Entries from a pointing dataset
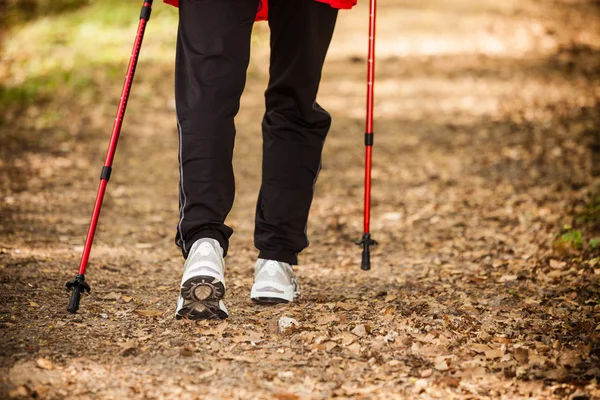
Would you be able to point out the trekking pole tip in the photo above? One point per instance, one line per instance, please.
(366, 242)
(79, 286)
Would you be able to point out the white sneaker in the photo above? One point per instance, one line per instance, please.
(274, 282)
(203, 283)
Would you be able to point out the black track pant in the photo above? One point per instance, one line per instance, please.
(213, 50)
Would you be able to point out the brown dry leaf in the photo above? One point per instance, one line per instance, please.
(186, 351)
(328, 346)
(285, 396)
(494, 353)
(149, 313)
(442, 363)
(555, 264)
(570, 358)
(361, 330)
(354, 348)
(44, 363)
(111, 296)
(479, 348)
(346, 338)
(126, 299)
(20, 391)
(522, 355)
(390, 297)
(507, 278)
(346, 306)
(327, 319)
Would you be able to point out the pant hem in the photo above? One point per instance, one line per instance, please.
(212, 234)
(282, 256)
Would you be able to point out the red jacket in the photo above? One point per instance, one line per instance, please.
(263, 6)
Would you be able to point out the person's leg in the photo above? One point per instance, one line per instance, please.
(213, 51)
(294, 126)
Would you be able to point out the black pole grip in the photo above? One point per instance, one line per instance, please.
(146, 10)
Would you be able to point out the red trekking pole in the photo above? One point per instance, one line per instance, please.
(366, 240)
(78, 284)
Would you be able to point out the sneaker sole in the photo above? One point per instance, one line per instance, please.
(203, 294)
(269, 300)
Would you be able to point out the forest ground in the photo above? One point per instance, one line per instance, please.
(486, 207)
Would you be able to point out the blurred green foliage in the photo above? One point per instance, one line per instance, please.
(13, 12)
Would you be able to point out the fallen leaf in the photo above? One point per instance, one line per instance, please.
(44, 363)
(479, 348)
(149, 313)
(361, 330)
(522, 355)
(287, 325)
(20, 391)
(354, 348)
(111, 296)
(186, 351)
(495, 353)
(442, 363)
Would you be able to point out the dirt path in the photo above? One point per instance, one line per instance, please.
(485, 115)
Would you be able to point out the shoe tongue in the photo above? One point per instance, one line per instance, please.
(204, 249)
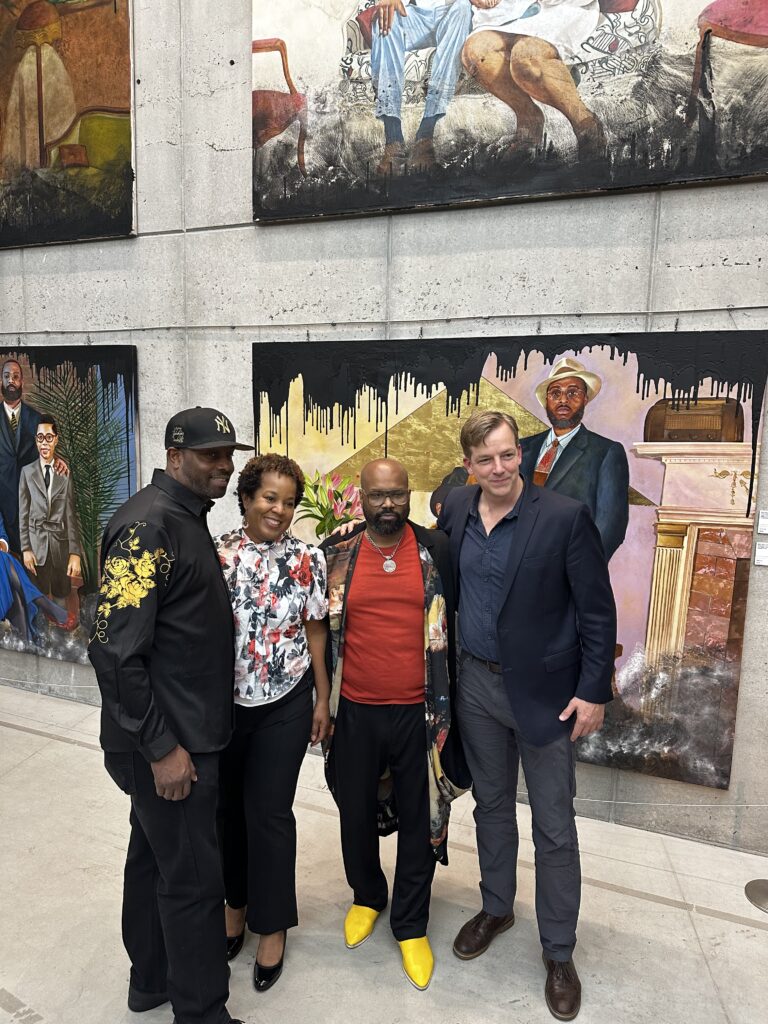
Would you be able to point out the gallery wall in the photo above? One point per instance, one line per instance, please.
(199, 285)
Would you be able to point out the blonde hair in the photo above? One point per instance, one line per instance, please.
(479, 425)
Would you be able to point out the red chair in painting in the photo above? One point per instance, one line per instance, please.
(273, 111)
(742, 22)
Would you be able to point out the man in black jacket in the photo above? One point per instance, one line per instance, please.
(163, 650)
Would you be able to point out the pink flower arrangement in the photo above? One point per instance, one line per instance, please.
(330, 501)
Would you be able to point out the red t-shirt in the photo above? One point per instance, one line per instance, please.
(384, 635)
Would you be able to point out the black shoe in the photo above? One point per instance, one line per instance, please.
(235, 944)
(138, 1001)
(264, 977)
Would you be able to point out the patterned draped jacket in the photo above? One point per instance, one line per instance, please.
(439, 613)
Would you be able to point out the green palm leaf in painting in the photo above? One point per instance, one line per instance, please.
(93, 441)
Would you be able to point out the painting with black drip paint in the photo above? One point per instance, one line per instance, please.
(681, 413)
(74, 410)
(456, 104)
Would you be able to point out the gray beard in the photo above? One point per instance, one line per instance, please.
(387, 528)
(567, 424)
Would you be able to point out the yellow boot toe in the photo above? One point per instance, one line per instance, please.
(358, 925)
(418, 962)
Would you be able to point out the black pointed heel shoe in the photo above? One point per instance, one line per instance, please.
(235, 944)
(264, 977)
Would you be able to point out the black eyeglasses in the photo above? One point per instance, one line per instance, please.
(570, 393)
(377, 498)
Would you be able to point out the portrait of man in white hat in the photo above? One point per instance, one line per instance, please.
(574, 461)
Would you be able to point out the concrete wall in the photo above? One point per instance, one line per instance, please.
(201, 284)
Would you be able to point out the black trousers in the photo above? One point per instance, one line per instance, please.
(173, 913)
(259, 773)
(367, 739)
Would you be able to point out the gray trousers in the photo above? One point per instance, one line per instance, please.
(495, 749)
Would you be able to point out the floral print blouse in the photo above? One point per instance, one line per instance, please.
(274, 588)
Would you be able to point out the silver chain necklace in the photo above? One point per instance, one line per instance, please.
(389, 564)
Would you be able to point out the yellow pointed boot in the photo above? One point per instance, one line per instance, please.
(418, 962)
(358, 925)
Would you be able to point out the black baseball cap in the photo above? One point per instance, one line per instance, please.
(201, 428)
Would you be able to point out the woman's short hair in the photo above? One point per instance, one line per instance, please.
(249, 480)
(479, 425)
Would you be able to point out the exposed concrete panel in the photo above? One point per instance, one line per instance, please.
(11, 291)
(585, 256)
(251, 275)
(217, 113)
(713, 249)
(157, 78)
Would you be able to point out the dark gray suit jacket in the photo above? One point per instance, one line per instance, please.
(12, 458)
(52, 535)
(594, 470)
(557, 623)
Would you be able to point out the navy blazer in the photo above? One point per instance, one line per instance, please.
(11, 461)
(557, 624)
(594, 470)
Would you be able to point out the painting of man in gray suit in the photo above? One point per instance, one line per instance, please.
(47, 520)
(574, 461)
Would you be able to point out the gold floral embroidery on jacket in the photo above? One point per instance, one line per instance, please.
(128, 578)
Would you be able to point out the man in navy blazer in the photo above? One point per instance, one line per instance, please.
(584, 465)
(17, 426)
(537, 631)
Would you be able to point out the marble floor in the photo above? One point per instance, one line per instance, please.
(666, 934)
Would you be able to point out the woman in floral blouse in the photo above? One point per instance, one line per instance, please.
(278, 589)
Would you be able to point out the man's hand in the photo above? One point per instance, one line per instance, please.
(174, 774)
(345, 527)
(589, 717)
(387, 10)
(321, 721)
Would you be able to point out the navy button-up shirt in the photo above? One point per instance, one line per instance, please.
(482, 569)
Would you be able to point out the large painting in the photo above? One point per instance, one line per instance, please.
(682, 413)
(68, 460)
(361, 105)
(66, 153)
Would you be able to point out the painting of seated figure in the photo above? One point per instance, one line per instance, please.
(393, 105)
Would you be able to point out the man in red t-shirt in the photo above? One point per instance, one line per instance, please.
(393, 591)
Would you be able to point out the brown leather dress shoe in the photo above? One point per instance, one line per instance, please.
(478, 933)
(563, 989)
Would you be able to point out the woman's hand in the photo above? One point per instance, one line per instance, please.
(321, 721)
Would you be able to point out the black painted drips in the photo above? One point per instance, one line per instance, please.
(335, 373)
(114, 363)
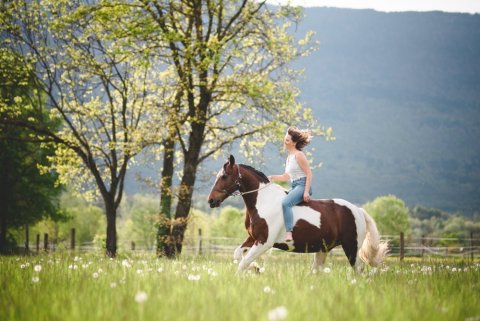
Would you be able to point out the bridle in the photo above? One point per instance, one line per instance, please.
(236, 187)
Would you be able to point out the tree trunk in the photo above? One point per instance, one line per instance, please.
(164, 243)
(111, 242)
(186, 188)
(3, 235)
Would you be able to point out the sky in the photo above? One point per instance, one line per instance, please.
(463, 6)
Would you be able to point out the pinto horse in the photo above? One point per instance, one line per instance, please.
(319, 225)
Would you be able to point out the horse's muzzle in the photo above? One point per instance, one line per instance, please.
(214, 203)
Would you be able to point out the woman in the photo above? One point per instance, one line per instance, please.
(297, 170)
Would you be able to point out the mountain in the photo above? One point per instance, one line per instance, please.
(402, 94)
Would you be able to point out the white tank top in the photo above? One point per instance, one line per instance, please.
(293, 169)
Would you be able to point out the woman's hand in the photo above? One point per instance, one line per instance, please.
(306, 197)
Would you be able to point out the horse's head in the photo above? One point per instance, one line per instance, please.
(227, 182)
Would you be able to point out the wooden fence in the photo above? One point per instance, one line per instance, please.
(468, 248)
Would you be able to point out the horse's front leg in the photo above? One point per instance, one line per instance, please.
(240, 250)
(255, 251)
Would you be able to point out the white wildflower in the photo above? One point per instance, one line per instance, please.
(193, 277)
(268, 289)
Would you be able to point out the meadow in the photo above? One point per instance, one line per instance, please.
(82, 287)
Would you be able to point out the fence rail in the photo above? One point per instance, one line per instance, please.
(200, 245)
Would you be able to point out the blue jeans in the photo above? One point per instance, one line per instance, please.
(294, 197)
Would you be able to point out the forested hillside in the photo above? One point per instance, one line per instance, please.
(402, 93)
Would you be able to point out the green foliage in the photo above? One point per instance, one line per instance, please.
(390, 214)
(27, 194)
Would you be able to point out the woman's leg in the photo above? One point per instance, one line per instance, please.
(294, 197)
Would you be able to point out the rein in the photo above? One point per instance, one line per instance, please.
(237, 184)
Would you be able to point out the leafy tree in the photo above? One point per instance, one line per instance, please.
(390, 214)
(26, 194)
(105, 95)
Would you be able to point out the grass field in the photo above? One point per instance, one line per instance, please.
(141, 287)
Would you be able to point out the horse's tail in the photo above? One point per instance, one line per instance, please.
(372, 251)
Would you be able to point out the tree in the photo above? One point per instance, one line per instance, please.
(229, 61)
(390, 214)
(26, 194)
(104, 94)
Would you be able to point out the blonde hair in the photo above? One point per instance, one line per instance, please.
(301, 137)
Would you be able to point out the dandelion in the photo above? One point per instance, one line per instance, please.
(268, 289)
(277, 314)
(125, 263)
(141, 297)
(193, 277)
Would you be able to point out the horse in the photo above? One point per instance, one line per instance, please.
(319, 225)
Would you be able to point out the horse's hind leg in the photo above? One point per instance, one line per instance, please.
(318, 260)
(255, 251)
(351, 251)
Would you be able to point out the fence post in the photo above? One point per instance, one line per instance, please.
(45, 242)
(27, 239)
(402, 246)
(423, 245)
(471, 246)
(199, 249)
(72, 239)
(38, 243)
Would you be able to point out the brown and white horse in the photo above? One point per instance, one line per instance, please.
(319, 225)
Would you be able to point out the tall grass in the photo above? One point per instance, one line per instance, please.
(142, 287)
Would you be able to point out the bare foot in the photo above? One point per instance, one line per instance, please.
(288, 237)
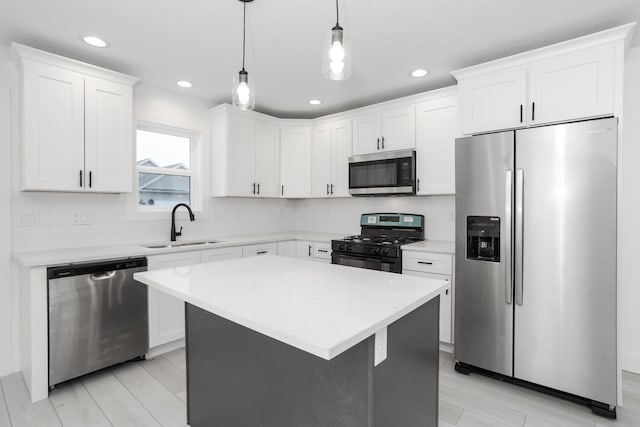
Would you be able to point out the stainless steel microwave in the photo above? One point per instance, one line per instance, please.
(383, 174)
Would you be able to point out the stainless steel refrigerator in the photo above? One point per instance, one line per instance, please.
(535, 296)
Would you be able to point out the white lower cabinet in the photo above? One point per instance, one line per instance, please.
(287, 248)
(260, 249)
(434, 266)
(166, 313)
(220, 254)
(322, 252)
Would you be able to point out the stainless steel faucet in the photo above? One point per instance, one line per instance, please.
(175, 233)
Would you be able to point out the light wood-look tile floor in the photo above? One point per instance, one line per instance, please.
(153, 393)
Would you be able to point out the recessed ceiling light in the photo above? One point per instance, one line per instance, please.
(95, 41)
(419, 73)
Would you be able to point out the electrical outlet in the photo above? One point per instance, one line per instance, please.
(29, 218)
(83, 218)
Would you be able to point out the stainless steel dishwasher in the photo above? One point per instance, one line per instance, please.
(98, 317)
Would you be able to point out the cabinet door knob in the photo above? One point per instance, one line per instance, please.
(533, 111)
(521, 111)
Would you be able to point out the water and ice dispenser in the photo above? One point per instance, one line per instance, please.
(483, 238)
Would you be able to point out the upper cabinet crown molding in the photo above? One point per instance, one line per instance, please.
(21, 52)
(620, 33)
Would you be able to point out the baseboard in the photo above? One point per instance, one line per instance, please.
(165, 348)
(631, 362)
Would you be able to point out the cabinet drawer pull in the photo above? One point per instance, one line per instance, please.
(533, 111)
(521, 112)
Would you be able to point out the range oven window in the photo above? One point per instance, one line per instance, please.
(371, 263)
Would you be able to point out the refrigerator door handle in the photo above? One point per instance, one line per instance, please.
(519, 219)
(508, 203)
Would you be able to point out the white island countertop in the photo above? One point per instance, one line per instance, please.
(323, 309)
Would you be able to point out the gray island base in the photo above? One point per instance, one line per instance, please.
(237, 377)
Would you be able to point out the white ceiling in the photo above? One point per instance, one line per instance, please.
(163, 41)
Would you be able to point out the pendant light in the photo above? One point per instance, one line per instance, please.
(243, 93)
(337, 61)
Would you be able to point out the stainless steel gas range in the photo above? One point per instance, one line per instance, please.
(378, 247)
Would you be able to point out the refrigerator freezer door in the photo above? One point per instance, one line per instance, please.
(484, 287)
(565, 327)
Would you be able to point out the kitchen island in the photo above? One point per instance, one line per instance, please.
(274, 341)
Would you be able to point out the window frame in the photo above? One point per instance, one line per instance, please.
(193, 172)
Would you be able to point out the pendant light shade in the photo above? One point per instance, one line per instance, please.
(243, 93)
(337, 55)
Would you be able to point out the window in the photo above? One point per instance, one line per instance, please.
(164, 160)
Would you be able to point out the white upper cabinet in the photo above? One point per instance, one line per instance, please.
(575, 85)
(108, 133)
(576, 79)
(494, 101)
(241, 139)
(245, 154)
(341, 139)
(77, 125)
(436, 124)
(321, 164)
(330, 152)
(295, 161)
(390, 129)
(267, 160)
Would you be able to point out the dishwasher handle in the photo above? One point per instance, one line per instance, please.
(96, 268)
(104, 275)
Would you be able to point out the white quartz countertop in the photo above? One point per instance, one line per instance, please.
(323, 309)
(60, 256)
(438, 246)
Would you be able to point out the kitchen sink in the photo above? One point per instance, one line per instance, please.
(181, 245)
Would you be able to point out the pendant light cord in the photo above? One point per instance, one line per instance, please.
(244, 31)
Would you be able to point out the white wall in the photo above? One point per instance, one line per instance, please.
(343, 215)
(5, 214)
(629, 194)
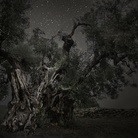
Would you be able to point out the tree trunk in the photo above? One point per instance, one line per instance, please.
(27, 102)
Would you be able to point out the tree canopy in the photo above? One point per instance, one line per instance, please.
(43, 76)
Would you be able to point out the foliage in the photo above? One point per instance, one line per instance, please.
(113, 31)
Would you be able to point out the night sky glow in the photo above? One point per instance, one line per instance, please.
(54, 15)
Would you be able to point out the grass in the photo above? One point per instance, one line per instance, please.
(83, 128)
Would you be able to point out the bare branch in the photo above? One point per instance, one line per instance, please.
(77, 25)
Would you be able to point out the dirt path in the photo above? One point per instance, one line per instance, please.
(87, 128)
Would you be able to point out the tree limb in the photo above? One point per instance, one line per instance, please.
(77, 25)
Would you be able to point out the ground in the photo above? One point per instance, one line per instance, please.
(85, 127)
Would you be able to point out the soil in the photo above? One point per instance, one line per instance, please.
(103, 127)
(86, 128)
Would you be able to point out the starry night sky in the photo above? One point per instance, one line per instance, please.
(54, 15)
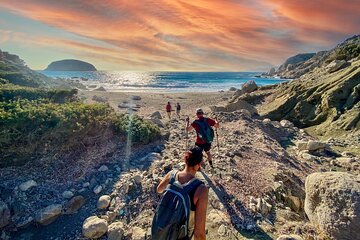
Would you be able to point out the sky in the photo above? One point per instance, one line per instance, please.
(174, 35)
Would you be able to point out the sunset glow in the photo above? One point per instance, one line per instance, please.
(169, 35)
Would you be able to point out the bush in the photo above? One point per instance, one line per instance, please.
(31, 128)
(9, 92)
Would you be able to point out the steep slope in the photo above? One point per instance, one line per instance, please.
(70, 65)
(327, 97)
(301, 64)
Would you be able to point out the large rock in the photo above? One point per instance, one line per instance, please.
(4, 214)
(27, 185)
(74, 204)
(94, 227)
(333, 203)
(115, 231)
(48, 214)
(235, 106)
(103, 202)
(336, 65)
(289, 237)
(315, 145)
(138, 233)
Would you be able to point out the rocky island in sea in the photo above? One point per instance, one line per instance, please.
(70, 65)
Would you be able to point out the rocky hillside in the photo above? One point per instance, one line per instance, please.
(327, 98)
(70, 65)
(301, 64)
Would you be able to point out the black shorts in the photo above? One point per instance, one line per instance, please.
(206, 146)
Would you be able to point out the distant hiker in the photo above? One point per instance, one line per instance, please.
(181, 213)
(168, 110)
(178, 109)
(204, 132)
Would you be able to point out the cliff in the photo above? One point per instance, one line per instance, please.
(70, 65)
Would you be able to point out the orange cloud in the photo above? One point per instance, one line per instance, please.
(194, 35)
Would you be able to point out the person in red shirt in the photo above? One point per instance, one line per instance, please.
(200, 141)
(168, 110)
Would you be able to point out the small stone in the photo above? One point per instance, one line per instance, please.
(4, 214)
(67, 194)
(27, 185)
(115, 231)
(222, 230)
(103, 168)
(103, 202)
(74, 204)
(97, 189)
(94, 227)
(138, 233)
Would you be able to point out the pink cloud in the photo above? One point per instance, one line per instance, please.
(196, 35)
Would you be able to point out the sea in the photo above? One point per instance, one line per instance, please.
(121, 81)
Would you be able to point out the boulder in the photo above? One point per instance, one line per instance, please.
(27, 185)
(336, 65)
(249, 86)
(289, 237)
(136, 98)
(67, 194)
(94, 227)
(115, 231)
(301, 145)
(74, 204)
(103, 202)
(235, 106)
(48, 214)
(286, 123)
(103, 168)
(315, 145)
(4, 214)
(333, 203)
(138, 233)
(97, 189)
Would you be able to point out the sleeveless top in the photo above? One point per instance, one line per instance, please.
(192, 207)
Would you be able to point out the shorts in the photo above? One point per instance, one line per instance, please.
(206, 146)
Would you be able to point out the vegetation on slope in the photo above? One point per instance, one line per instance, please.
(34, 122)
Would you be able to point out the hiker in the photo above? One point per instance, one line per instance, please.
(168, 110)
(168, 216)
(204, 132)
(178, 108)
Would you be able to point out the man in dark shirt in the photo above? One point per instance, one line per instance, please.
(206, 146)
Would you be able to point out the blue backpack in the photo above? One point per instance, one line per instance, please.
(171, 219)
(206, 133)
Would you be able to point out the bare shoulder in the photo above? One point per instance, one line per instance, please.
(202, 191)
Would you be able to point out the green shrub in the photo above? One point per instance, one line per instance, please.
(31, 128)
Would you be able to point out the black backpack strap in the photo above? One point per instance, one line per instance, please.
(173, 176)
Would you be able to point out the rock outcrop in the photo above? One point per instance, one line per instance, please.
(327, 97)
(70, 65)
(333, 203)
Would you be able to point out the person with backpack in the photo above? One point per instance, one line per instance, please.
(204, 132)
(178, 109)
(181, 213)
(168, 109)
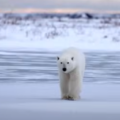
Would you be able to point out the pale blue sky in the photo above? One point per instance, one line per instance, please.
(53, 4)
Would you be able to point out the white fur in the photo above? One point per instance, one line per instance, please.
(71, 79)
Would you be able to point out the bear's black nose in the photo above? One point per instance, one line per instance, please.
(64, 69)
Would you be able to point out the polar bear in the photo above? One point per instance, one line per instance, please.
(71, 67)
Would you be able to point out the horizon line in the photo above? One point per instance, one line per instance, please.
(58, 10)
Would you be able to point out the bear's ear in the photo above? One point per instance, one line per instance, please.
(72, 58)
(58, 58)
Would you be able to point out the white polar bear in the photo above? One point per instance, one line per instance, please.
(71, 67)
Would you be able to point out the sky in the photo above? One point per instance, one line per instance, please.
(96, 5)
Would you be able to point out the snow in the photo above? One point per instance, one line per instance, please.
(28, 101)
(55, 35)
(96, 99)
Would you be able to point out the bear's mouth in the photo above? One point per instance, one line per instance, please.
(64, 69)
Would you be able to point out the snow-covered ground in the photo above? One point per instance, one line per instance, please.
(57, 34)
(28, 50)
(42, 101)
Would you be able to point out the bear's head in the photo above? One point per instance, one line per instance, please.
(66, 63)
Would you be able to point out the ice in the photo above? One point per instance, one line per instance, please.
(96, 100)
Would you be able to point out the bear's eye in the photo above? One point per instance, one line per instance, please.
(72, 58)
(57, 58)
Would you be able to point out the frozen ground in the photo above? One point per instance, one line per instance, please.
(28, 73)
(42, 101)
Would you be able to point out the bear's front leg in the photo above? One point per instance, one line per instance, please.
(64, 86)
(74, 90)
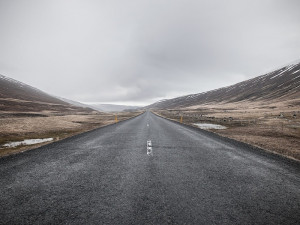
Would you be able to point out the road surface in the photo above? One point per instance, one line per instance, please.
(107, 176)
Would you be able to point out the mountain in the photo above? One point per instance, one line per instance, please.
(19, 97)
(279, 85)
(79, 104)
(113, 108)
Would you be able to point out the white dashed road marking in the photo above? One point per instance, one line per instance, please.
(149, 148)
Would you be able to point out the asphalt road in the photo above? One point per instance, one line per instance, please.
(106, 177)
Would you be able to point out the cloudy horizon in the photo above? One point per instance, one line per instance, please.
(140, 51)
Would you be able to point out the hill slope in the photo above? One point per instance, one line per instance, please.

**GIVEN REQUEST**
In the copy, leave out all pictures, and retype exactly each line from the one with "Would you be able to point out the bear's mouth" through the last line of the entries.

**REPLY**
Would you be able to point out the bear's mouth in the photo above? One point per instance, one line per instance, please.
(64, 69)
Would you be able to point out the snow-covered ground in the photo above? One point per instance, one line per instance, please.
(57, 34)
(28, 50)
(42, 101)
Would you be able to point out the bear's head in the photo above? One point per instance, one line per instance, please.
(66, 63)
Would you be able to point out the ice in the photo above? One point per instance, one line per instance, please.
(96, 100)
Would you be able to point out the bear's eye in the photo above? One point per instance, one line per instance, please.
(72, 58)
(57, 58)
Would you be able to point out the frozen ground in the photo above? One point per instance, one line per instance, please.
(28, 73)
(42, 101)
Would you be able to point out the bear's front leg in the photo above? One point per instance, one line per instance, please.
(64, 86)
(74, 90)
Would you be able to point out the road surface in the photo above? One point per instance, one line per instance, please.
(107, 176)
Would you be able to point out the mountain in the photo above? One point per instance, one line per instance, please.
(19, 97)
(279, 85)
(79, 104)
(113, 108)
Would you be able to point out the white dashed road marking in the photo above? One point per instance, one line per instance, please.
(149, 148)
Would you be able to point out the asphalt road in the photo above? One point per instance, one line per instance, please.
(106, 177)
Would you be able to point out the cloudy horizon in the photo above? One point per instance, one line per instance, please.
(140, 51)
Would you be able to point out the hill slope in the photo above? One point per instance, one line per instance, please.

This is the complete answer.